**STATED GOAL**
Rewrite the Komaligal passage starting at "Development" and ending at "in villain role.", changing "radio drama" to "radio play".

**GIVEN PASSAGE**
────────────────────────────────────────

"Komaligal" (1976) (Tamil: கோமாளிகள், "The Clowns") is a Sri Lankan Tamil language film written by S.Ramdas and produced by M.Mohamed.   This was the remake of the most popular radio comedy drama, "Komaligalin Kummalam" which was broadcast in Radio Ceylon in the mid 1970s. It was written by S. Ramdas who acted in lead role.

Development
M. Mohamed, a businessman, who used to listen this radio drama weekly, was attracted by it. Thus he thought to make it as a film. He expressed his idea to S.Ramdas. He also agreed and film was started.  Story and dialogues were written by S.Ramdas who acted as Marikkar in lead role. Film was directed by Ramanathan, an experienced person in the Sinhala film industry.

Casting
The highlight of the film was the performances of S.Ramdas, a Brahmin in real life, who played the role of a Muslim, and B.H.Abdul Hameed, a Muslim in real life, who played a Brahmin role. Also T.Rajagopal acted as a role of "Appukutty", S.Selvasekaran as "Upali" and Sillaiyur Selvarajan and his wife Kamalini Selvarajan acted as lovers in the film. K.A.Jawahir (Aboo Nana) acted as "Thanikasalam" in villain role.

────────────────────────────────────────

**EXTRACTED RECORDS**
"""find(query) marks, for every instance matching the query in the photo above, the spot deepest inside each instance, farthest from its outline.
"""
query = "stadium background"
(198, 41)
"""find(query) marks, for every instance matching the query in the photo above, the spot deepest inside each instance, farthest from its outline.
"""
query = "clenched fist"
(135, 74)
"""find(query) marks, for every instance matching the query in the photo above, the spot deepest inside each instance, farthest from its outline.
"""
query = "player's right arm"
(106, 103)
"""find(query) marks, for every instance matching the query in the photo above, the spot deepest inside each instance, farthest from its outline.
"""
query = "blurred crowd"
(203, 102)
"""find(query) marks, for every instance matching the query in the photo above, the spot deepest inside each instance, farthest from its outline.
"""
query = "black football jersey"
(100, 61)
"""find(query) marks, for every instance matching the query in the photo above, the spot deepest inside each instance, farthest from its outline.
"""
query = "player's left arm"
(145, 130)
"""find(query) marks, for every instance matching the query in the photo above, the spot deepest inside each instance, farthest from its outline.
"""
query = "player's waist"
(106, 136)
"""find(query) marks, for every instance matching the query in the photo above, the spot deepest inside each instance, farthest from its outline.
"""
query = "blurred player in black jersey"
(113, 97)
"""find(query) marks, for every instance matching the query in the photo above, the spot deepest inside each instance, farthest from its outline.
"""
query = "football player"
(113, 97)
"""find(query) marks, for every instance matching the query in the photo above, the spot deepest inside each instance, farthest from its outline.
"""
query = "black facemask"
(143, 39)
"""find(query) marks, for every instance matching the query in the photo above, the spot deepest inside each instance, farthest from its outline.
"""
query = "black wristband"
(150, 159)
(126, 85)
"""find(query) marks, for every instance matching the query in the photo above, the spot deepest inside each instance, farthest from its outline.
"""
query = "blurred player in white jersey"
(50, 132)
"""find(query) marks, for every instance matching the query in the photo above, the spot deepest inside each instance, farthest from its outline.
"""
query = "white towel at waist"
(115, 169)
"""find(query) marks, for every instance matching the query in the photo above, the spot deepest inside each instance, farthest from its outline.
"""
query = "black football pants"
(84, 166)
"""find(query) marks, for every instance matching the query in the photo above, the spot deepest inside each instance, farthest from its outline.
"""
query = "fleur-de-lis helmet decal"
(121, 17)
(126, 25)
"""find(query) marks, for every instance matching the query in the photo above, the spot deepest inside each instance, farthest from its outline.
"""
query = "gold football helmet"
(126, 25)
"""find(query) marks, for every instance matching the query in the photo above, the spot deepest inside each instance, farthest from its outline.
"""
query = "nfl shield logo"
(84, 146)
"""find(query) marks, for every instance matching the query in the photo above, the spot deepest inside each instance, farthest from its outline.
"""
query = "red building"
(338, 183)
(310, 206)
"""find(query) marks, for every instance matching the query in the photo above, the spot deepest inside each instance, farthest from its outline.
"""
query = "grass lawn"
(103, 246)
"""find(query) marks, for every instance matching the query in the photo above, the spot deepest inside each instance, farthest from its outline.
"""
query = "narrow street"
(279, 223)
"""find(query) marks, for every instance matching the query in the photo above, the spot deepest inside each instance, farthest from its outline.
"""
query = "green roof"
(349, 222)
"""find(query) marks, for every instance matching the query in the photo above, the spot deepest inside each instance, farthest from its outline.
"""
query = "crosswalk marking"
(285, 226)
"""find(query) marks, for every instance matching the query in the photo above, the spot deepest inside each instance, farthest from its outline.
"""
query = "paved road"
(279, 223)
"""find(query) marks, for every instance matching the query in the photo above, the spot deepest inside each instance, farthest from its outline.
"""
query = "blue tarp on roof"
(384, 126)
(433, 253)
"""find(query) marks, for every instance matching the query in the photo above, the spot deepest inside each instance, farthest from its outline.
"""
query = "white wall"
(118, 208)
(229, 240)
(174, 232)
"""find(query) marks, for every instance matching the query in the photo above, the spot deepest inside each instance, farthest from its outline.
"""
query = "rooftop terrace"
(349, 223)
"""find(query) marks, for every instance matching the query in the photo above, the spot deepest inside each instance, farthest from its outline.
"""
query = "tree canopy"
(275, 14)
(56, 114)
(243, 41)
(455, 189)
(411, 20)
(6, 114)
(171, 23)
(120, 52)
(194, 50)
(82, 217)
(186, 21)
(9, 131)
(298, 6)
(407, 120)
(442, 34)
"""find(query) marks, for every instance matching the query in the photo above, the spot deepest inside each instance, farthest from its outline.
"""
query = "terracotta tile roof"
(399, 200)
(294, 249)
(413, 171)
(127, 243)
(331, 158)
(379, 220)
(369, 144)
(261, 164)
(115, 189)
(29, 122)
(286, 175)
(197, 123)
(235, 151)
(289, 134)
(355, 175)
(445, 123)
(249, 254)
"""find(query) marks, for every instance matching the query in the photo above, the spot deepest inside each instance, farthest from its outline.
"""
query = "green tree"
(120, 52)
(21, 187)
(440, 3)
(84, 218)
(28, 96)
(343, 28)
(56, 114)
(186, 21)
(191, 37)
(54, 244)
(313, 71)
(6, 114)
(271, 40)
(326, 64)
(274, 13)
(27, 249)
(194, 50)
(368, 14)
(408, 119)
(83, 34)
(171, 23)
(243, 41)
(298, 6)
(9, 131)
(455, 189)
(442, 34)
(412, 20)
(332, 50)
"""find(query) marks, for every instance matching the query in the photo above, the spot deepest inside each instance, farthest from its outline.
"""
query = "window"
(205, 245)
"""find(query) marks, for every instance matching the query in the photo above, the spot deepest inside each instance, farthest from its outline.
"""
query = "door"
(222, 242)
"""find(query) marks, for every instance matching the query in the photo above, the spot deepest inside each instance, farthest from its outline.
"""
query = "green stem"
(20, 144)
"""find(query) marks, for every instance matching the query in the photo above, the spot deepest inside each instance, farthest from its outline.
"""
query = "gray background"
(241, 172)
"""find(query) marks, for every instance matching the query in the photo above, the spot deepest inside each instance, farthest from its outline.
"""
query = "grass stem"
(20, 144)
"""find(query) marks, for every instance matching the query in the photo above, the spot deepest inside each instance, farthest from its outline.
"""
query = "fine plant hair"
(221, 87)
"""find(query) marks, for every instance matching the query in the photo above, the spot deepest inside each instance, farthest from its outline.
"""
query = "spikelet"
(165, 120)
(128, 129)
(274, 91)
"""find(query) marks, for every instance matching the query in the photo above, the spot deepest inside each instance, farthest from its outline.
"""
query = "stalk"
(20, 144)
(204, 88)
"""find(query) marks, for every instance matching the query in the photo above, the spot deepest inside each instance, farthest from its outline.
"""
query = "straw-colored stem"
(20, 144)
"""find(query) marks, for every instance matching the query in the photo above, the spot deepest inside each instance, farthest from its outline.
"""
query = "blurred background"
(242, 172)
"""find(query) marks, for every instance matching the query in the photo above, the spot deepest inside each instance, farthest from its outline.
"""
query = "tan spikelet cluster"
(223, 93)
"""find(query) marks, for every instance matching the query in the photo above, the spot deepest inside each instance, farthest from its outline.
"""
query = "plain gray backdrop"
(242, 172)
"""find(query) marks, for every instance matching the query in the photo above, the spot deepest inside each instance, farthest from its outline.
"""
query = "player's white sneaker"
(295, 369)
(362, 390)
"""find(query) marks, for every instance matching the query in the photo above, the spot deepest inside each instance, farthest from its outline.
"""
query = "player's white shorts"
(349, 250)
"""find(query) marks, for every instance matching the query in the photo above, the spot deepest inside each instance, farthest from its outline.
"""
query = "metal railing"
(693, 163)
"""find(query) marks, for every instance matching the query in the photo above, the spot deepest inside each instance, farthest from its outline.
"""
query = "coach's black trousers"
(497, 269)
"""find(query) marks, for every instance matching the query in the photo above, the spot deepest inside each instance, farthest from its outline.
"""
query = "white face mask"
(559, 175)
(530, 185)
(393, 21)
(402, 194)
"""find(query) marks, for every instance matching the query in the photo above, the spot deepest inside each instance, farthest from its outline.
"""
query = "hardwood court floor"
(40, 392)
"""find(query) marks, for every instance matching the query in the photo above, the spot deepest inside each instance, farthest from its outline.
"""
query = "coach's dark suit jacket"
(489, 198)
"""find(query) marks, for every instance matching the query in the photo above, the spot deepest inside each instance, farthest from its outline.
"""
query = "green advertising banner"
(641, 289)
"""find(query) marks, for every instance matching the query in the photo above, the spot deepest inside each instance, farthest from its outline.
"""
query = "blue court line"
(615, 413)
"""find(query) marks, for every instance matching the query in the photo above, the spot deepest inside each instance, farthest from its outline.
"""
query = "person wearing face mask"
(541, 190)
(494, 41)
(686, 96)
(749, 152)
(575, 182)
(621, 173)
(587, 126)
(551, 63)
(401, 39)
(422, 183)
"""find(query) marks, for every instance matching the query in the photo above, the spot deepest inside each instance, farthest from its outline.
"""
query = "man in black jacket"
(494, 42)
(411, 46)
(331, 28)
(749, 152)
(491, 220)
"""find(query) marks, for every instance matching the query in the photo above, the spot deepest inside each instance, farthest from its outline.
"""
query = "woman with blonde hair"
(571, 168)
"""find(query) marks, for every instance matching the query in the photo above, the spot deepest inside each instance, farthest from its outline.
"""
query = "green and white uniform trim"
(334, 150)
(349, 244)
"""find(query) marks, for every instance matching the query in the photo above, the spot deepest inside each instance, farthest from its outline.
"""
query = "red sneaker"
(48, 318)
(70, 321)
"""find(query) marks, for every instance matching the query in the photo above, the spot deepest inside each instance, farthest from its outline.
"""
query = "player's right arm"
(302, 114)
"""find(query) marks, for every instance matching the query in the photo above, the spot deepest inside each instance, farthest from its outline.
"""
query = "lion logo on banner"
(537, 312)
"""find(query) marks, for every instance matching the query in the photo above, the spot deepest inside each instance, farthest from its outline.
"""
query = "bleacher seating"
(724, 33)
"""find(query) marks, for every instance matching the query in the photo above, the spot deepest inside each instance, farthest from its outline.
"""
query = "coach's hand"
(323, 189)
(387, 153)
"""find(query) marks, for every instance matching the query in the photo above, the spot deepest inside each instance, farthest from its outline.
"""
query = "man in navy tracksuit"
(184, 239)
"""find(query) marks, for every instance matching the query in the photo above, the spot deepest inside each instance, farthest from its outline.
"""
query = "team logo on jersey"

────────────────────────────────────────

**EXERCISE RESPONSE**
Development
M. Mohamed, a businessman, who used to listen this radio play weekly, was attracted by it. Thus he thought to make it as a film. He expressed his idea to S.Ramdas. He also agreed and film was started.  Story and dialogues were written by S.Ramdas who acted as Marikkar in lead role. Film was directed by Ramanathan, an experienced person in the Sinhala film industry.

Casting
The highlight of the film was the performances of S.Ramdas, a Brahmin in real life, who played the role of a Muslim, and B.H.Abdul Hameed, a Muslim in real life, who played a Brahmin role. Also T.Rajagopal acted as a role of "Appukutty", S.Selvasekaran as "Upali" and Sillaiyur Selvarajan and his wife Kamalini Selvarajan acted as lovers in the film. K.A.Jawahir (Aboo Nana) acted as "Thanikasalam" in villain role.